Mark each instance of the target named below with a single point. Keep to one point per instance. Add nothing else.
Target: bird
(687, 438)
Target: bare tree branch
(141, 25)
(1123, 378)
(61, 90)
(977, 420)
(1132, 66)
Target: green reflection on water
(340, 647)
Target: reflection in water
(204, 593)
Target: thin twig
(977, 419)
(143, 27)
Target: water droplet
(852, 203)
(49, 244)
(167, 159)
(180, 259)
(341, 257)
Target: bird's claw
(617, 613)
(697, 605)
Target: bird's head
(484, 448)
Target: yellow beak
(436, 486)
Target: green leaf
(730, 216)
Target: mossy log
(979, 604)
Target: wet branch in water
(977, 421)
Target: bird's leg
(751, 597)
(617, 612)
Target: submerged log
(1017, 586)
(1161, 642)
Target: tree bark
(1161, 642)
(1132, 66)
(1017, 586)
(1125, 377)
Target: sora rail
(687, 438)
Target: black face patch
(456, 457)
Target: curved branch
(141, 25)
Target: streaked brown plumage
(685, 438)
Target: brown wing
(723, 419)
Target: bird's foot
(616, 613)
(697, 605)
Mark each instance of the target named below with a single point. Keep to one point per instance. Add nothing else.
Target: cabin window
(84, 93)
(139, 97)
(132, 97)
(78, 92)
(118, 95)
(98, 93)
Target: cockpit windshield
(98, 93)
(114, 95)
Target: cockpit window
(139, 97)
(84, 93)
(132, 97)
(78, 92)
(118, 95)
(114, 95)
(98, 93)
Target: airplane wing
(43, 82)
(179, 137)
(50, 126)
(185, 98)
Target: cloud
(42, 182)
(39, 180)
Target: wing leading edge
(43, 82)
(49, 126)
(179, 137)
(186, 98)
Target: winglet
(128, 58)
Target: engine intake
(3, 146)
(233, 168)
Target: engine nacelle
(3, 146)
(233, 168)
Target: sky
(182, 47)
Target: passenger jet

§ §

Task instructions: Could you rewrite all the entries, replacing "bare tree branch" with "leafless branch" and keeping everything else the same?

Task solution:
Mark each instance of the target named below with a single point. Keep to one point per instance. Add nothing else.
Target: bird
(687, 438)
Target: leafless branch
(141, 25)
(1123, 378)
(61, 90)
(977, 420)
(1132, 66)
Target: green reflection on water
(340, 647)
Target: reflection in water
(204, 593)
Target: thin twig
(977, 419)
(143, 27)
Target: water droplet
(852, 203)
(49, 244)
(167, 159)
(180, 259)
(341, 257)
Target: bird's claw
(617, 613)
(697, 605)
Target: bird's head
(484, 448)
Target: yellow beak
(436, 486)
Target: green leaf
(730, 216)
Target: mossy log
(979, 604)
Target: wet branch in water
(977, 421)
Target: bird's leg
(751, 597)
(617, 612)
Target: submerged log
(1017, 586)
(1161, 642)
Target: tree bark
(1161, 642)
(1132, 66)
(1017, 586)
(1125, 377)
Target: sora rail
(687, 438)
Target: black face patch
(456, 457)
Target: curved branch
(141, 25)
Target: streaked brown plumage
(685, 438)
Target: brown wing
(723, 419)
Target: bird's foot
(616, 613)
(697, 605)
Mark each instance of the target named below with a single point. Keep to one point per instance. Add nothing else.
Target: cabin window
(84, 93)
(139, 97)
(132, 97)
(78, 92)
(118, 95)
(98, 93)
Target: cockpit windshield
(98, 93)
(114, 95)
Target: cockpit window
(139, 97)
(84, 93)
(132, 97)
(78, 92)
(118, 95)
(114, 95)
(98, 93)
Target: airplane wing
(43, 82)
(179, 137)
(50, 126)
(185, 98)
Target: cloud
(42, 182)
(39, 180)
Target: wing leading edge
(43, 82)
(49, 126)
(179, 137)
(186, 98)
Target: winglet
(128, 58)
Target: engine intake
(3, 146)
(233, 168)
Target: engine nacelle
(3, 146)
(233, 168)
Target: sky
(182, 47)
Target: passenger jet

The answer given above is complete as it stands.